> [Texto de la página]:

·····

Tanto la lírica china como la japonesa han incidido sobre la imaginación de los poetas de lenguas romances y las demás occidentales. El discurso de Eduardo menciona algunos nombres de latinoamericanos: Lugones, Borges, Paz, García Saraví. Agregaré por ahora los de dos franceses, Víctor Segalen, médico, etnógrafo y poeta, autor de unas “Estelas”, evocaciones de la imagen visual de las lápidas de piedra de china y de sus textos, no sé si epitafios, y el de Paul Claudel, cuyas concisas y levísimas “Cien frases para abanicos”, revelan un costado del autor muy diferente al de las “Cinco grandes odas” o al de las confidencias femeninas entrañables, estremecidas o consoladoras, de la “Cantata a tres voces”. Las “frases” reviven impresiones personales del Japón; incluyen, supongo, algunas transcripciones retocadas, la alusión a una caligrafía. Acogen el espíritu, el sutil deslumbramiento, alma de esta forma. (Abro los ojos y la rosa ha desaparecido. La hemos respirado todaEstoy en negociaciones con la muerte. Peso sus propuestas).

Segalen y Claudel ilustran el diálogo entre culturas, uno que recibe, responde, escoge y enriquece y engendra nuevas manifestaciones líricas sin dejar de pertenecer a una poesía europea y francesa de pupilas y sensibilidades abiertas.

Entendimiento análogo se ha de conceder a los literatos ecuatorianos cuyas páginas -varias de ellas- muestran afinidades con la escritura de latitudes y culturas exógenas.

Rubén Astudillo está a la altura de las voces más poderosas de la lírica ecuatoriana de la segunda mitad del siglo XX. Su poesía, su apariencia de una prosa entrecortada, sin mesura aunque singularmente rítmica, exhibe una tensión intensa entre la desolación y la apropiación sensual, entre la angustia, y el deseo de posesión. Una confesión privada del agnóstico y anarquista, “tengo una gran necesidad de Dios”, desnuda una exigencia casi sobrehumana que sus deseos y su agudeza no alcanzaron a satisfacer.

·····

> [Datos proporcionados]:

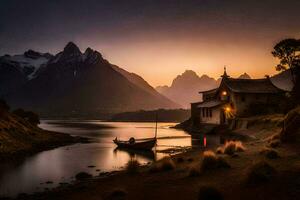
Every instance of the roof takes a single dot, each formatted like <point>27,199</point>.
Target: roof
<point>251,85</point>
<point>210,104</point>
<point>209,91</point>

·····

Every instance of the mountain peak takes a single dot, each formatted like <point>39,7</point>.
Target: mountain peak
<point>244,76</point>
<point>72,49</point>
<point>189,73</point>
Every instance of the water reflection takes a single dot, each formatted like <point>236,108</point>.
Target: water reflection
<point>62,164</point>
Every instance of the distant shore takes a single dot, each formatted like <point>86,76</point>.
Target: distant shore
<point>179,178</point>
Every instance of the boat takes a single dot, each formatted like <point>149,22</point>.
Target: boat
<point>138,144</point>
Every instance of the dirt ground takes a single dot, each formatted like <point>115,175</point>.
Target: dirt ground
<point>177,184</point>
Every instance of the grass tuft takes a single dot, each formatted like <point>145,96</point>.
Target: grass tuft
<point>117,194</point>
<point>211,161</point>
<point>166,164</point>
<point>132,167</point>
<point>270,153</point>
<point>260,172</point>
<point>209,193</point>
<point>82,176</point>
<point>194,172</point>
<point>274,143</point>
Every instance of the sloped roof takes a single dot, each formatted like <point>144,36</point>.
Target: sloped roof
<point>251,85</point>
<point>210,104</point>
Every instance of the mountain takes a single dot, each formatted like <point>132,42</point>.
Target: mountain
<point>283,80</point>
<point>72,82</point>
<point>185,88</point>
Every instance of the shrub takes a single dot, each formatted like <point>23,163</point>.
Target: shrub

·····

> [Lista de actividades]:
1. Enumera los nombres de poetas latinoamericanos que, según el texto sobre la lírica china y japonesa, menciona el discurso de Eduardo.
2. Transcribe literalmente el fragmento del texto sobre la lírica china y japonesa que va de "Rubén Astudillo está" a "alcanzaron a satisfacer.".
3. Responde a partir del texto sobre la lírica china y japonesa:
(a) ¿Qué profesiones se le atribuyen a Víctor Segalen?
(b) ¿Cómo se titula la obra de Paul Claudel que se describe como concisa y levísima?
(c) ¿A qué altura sitúa el texto a Rubén Astudillo?
Los ítems constituyen un material independiente del texto.

> [Respuestas]:
1. Lugones, Borges, Paz, García Saraví

2.
Rubén Astudillo está a la altura de las voces más poderosas de la lírica ecuatoriana de la segunda mitad del siglo XX. Su poesía, su apariencia de una prosa entrecortada, sin mesura aunque singularmente rítmica, exhibe una tensión intensa entre la desolación y la apropiación sensual, entre la angustia, y el deseo de posesión. Una confesión privada del agnóstico y anarquista, “tengo una gran necesidad de Dios”, desnuda una exigencia casi sobrehumana que sus deseos y su agudeza no alcanzaron a satisfacer.

3.
(a) Médico, etnógrafo y poeta.
(b) "Cien frases para abanicos".
(c) A la altura de las voces más poderosas de la lírica ecuatoriana de la segunda mitad del siglo XX.